→ Task goal
The answer should hold nothing but the lines from the one with "Target: green shoreline vegetation" through the end of the listing below, each exactly as written.

→ Material shown
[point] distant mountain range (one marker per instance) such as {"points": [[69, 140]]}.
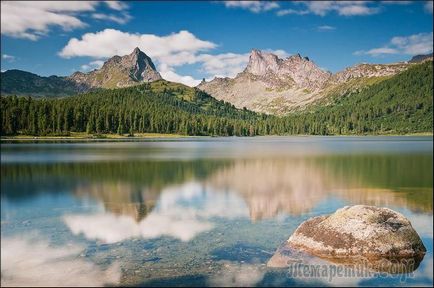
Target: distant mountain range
{"points": [[268, 84], [117, 72], [276, 86]]}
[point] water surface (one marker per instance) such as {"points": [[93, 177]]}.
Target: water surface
{"points": [[196, 211]]}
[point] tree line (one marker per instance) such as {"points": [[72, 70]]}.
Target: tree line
{"points": [[401, 104]]}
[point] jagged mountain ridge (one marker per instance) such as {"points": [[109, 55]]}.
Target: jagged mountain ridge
{"points": [[268, 84], [117, 72], [276, 86]]}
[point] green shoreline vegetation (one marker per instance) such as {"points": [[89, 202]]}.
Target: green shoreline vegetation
{"points": [[399, 105]]}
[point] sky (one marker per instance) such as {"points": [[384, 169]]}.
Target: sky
{"points": [[192, 40]]}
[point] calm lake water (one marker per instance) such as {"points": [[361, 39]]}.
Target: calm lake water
{"points": [[197, 211]]}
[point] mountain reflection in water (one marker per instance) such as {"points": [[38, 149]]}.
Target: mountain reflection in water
{"points": [[223, 206]]}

→ Exercise answer
Target: green shoreline vegetation
{"points": [[399, 105]]}
[point] sky (one marker per instance) such as {"points": [[384, 169]]}.
Target: sky
{"points": [[192, 40]]}
[point] calm lake water (one marker per instance) such as {"points": [[361, 39]]}.
Target: calm lake water
{"points": [[197, 211]]}
[point] mountain reflection in water (one marker per instance) such as {"points": [[38, 149]]}.
Target: mountain reflection in water
{"points": [[223, 206]]}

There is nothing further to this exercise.